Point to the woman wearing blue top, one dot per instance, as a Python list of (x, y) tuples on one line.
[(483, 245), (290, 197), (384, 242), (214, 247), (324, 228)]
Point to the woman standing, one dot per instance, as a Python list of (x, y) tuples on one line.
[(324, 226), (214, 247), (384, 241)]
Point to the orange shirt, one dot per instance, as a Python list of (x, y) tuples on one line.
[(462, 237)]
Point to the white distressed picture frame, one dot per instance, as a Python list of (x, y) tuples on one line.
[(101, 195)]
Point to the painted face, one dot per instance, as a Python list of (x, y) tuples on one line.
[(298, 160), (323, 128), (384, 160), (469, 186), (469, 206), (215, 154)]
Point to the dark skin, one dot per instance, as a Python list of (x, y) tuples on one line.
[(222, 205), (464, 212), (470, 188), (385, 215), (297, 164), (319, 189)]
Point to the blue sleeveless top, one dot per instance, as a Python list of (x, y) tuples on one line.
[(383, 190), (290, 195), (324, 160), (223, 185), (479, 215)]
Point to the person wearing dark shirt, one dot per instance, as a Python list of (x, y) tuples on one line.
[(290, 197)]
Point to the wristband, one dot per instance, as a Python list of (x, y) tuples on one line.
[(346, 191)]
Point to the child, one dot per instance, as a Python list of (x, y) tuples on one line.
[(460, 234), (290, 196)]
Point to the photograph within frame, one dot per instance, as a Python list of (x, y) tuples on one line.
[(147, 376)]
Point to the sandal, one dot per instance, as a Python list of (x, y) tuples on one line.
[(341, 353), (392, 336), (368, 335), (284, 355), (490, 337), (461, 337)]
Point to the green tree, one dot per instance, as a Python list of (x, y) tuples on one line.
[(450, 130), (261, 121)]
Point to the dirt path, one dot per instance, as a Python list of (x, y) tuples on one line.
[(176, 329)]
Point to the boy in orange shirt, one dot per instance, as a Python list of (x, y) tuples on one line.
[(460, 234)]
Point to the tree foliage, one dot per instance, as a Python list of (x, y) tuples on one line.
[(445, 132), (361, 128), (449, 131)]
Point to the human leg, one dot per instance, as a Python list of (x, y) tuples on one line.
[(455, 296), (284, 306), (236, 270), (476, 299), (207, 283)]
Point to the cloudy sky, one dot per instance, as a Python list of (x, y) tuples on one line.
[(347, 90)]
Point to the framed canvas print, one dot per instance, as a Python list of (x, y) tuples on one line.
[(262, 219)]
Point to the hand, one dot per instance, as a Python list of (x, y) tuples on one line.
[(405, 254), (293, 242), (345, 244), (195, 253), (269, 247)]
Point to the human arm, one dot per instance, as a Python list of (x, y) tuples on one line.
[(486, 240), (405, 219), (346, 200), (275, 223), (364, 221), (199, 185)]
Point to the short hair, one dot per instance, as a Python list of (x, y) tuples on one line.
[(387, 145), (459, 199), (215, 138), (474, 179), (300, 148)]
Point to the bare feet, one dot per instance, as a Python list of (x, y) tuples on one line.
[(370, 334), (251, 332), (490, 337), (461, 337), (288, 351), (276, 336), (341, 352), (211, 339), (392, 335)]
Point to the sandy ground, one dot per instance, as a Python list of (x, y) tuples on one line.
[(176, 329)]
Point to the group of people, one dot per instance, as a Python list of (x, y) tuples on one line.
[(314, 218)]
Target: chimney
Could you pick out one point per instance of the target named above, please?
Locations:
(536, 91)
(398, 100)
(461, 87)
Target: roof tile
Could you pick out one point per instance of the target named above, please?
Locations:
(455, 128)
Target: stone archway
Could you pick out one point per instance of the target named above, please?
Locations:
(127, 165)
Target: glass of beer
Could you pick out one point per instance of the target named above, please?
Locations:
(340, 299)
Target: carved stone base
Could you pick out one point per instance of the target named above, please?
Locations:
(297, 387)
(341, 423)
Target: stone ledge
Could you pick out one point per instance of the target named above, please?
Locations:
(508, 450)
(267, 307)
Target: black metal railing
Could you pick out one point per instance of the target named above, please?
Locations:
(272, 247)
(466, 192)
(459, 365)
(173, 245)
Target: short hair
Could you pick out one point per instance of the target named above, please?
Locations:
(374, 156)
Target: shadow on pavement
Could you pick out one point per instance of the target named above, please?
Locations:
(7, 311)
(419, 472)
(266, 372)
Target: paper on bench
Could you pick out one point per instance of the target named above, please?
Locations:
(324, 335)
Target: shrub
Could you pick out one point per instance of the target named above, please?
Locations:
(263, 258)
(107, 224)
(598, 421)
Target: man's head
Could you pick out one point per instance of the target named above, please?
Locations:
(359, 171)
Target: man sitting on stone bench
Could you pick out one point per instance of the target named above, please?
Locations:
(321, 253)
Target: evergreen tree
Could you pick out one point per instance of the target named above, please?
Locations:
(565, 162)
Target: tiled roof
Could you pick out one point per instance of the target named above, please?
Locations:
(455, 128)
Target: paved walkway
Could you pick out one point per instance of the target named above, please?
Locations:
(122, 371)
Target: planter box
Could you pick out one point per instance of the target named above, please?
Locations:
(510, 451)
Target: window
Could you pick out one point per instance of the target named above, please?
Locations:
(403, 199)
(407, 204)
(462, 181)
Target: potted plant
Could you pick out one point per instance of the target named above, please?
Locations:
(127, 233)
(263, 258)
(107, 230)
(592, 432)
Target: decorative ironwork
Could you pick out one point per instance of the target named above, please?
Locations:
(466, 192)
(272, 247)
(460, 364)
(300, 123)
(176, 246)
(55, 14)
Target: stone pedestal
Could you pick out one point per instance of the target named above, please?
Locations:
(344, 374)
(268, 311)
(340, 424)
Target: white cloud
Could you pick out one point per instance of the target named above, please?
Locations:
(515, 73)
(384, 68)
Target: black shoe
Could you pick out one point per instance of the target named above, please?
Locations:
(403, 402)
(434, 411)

## Activity
Within the material above, transcribe exactly the lines that run from the line holding "Target: paper on bench" through the line holding "Target: window".

## Exercise result
Target: paper on bench
Could you pick out one point per instance of the target named above, please?
Locations:
(324, 335)
Target: shrub
Could you pick out one point per instance of the target named above, please?
Locations:
(263, 258)
(107, 224)
(598, 421)
Target: man's head
Could you pick out one point per instance of the target named above, please?
Locations:
(359, 171)
Target: man sitting on stone bench
Could you pick out one point per instance of the target named above, please?
Locations:
(321, 253)
Target: evergreen tree
Could you pick out one point per instance of the target named above, please?
Locations:
(565, 162)
Target: tiled roof
Could you pick out one point per instance of the target named above, please?
Locations:
(455, 128)
Target: paved walkway
Could you pick out one point per instance of the target named above, please?
Locations:
(122, 371)
Target: planter box
Could you pick out one point per instance of the target named above, please?
Locations:
(510, 451)
Target: window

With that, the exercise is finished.